Given instruction:
Scale every bounding box coordinate in the answers by 2.4, rounding to whole numbers with halves rounded up, and give again all lines from the start through the line containing "[108,92,401,334]", both included, with all other wording unchanged. Leave the pictures out.

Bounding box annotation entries
###

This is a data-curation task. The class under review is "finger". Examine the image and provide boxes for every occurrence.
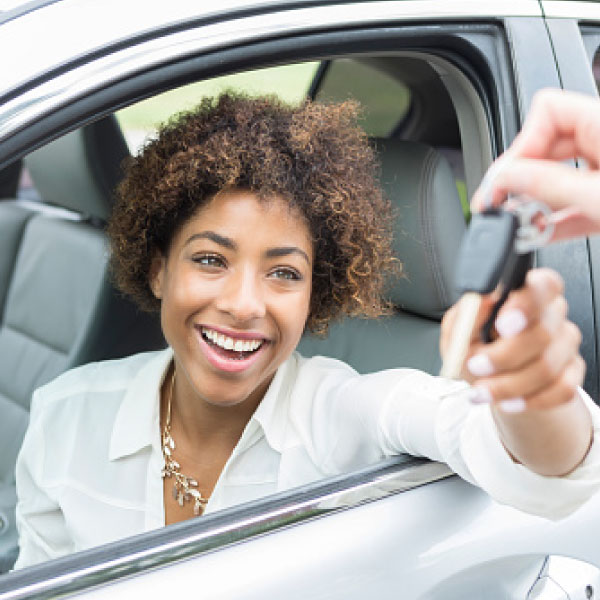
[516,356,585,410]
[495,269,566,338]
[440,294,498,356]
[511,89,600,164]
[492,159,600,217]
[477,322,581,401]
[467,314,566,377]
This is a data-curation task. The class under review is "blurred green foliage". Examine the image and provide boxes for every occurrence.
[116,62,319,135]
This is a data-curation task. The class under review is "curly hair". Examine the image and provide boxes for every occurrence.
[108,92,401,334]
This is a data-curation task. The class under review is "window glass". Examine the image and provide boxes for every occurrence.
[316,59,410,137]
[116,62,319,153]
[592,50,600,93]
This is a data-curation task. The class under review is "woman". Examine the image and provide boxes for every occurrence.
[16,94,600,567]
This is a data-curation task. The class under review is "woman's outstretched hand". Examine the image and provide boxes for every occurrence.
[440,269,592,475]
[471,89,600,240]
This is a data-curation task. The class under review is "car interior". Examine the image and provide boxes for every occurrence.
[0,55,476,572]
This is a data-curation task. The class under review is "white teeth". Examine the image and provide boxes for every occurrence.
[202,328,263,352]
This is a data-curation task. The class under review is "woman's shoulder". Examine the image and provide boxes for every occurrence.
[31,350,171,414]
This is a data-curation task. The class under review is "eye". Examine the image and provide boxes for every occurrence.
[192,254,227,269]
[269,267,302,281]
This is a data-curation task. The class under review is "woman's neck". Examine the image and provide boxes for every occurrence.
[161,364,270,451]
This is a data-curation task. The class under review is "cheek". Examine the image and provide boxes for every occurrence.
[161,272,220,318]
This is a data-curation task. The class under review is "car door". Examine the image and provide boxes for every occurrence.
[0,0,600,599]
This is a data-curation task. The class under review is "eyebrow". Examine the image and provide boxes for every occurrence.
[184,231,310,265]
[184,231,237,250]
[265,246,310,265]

###

The reply:
This is a data-curation task. The class under review is "finger". Examine the image and provide boxes for every occurrence.
[1238,854,1404,984]
[1188,646,1358,811]
[1056,706,1195,854]
[1226,214,1440,394]
[1181,382,1440,521]
[1145,773,1394,962]
[1121,754,1358,905]
This is a data-curation task. The class under review is "blurred green foliage". Examine the image and provide boxes for every occurrence.
[278,149,766,324]
This is a data-curation task. The class under review is "curly hair". Examine the image and provide boxes for every occurrence.
[259,221,962,802]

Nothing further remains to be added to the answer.